У моей матери была корова. Больную, лишённую молока, её решили прирезать. Заявился мясник. Первый раз мы, дети, присутствовали при этой жестокой казни, любопытство преодолевало страх. Привязав за рога к столбу обречённую жертву, мясник приставил к её виску тупой болт и со всего размаха вогнал в голову. Корова с невероятной силой метнулась в сторону, оборвала верёвку и, отчаянно вертя головой, обезумев от боли, скакала по двору. Мы бросились врассыпную кто куда, растерялся и сам мясник. Наш маленький дворик мгновенно был залит кровью. Не помню, как удалось мяснику прекратить эти страдания, но из нашей кухни мы долго слышали убийственный рёв и жалобные стоны бедного животного. После, усевшись вокруг мясника, залитого кровью, мы со страхом и отвращением наблюдали, как распоров брюхо и выпустив внутренности, мясник подвесил за ноги к перекладине нашу бурёнушку. На глазах она превращалась в кровяную тушу. Мужик работал с остервенением, сверкая белками глаз в нашу сторону, свирепо держа в зубах окровавленный нож. Мы не могли без отвращения есть жирные щи из этого мяса, но детская память коротка. Когда мать, по примеру соседского колбасного производства, приготовила её домашним способом, мы уничтожали полученное с большим удовольствием.

=== ПОКАЗАННЫЙ СПИСОК ===
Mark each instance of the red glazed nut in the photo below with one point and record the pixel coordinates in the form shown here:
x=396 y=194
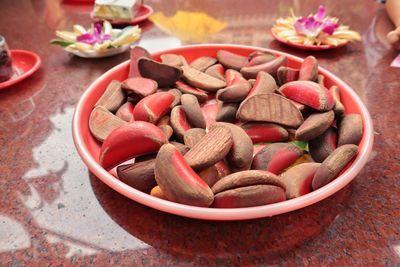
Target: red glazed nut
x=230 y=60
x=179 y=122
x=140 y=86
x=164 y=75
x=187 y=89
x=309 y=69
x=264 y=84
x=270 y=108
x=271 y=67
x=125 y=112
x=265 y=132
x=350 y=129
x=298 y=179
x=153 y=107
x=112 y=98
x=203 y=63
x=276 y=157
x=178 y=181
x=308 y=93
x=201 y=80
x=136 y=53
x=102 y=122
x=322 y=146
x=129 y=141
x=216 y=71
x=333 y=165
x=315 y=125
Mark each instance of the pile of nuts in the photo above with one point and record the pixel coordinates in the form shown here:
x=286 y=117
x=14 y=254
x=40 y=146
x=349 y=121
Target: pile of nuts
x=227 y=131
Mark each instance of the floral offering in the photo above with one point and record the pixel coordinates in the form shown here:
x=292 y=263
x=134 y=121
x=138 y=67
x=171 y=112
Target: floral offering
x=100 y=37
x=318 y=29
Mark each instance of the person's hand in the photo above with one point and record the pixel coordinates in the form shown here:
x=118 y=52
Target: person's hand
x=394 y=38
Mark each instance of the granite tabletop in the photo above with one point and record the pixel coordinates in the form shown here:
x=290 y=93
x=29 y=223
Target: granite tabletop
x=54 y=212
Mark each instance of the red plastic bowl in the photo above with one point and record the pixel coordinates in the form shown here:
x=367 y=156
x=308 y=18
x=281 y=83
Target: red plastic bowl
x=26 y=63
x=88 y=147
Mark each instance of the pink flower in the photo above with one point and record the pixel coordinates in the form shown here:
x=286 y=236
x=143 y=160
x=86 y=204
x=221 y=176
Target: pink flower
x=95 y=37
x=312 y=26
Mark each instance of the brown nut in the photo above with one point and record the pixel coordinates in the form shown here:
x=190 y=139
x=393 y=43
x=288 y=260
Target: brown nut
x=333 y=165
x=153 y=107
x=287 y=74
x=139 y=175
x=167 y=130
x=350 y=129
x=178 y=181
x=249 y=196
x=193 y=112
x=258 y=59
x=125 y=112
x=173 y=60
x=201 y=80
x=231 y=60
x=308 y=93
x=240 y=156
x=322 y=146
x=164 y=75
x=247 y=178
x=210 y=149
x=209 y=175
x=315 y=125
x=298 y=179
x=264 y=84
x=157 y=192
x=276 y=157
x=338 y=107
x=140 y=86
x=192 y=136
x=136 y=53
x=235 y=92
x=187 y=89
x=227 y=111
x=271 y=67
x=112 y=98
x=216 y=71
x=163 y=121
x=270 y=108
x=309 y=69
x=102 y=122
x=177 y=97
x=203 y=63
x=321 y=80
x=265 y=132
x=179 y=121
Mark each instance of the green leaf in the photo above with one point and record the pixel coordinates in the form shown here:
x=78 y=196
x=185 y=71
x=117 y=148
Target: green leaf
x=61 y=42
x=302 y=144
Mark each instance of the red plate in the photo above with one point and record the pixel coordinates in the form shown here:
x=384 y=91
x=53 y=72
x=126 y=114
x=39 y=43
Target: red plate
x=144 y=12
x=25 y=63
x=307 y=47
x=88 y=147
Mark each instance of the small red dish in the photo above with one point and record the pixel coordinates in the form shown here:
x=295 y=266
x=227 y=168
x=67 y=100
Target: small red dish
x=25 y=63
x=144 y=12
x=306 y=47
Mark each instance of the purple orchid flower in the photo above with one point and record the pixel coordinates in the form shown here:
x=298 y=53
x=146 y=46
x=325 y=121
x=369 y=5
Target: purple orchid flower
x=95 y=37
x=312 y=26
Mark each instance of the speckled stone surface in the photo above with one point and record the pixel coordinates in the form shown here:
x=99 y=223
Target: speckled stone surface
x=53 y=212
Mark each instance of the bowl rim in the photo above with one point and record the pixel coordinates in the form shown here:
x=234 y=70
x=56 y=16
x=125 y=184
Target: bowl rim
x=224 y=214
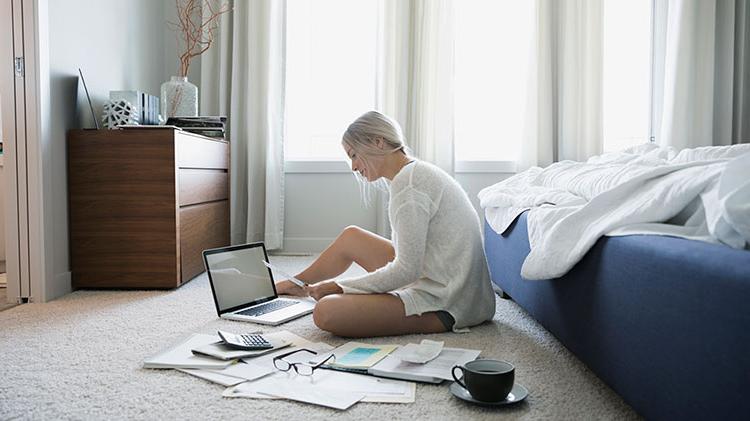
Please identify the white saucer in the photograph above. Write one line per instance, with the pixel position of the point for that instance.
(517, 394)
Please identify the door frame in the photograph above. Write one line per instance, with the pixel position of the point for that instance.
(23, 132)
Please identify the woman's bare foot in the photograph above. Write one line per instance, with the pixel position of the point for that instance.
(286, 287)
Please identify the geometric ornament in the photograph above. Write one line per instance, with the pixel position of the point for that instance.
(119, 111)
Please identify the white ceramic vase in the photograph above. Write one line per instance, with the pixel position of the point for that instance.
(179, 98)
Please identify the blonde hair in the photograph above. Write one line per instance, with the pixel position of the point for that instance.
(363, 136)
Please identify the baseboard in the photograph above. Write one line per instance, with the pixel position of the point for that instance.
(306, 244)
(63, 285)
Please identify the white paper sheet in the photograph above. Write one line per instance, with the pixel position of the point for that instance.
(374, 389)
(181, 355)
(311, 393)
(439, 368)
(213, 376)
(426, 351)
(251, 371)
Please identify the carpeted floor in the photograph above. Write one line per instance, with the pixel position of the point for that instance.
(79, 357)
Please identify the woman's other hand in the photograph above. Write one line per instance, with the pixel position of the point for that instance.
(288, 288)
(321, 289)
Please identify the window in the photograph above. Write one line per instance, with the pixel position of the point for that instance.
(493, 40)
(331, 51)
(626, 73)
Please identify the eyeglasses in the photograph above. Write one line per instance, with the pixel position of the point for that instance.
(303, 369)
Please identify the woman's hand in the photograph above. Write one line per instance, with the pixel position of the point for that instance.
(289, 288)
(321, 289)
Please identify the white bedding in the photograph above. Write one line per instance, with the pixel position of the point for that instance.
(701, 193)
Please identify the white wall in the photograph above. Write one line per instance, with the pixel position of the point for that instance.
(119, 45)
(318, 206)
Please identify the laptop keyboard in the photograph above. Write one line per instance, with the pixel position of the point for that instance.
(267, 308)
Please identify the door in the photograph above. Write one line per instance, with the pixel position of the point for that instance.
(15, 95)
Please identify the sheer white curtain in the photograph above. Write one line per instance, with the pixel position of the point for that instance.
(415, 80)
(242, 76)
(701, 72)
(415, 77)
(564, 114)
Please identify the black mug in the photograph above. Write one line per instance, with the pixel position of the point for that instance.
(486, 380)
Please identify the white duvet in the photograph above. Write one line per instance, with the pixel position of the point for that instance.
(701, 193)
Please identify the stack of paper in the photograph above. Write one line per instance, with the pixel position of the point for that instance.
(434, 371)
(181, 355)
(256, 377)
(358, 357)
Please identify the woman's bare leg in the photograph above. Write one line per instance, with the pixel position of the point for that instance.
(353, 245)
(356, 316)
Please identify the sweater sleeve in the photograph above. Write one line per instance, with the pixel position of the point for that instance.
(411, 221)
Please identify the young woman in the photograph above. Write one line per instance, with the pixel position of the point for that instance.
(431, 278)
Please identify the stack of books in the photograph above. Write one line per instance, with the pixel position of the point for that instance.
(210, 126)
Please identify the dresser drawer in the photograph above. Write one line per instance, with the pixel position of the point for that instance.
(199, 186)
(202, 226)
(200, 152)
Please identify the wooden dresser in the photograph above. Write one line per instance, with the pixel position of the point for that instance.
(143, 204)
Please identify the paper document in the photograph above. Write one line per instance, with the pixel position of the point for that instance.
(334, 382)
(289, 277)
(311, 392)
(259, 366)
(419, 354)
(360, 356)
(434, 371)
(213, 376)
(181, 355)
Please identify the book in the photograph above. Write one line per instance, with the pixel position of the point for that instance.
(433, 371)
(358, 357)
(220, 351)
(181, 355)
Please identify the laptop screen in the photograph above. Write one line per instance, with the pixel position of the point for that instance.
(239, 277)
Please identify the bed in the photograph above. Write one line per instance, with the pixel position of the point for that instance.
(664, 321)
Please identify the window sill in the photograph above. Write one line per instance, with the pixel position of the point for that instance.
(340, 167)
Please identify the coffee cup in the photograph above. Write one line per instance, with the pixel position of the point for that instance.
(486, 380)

=== ОПИСАНИЕ ЗАДАНИЯ ===
Ответьте на вопросы по отрывку о корове.
(а) Почему корову решили прирезать?
(б) За что и к чему мясник привязал корову?
(в) Что мясник приставил к виску коровы?
Список здесь не понадобится.

=== ОТВЕТ ===
(а) Корова была больна и лишилась молока.
(б) За рога к столбу.
(в) Тупой болт.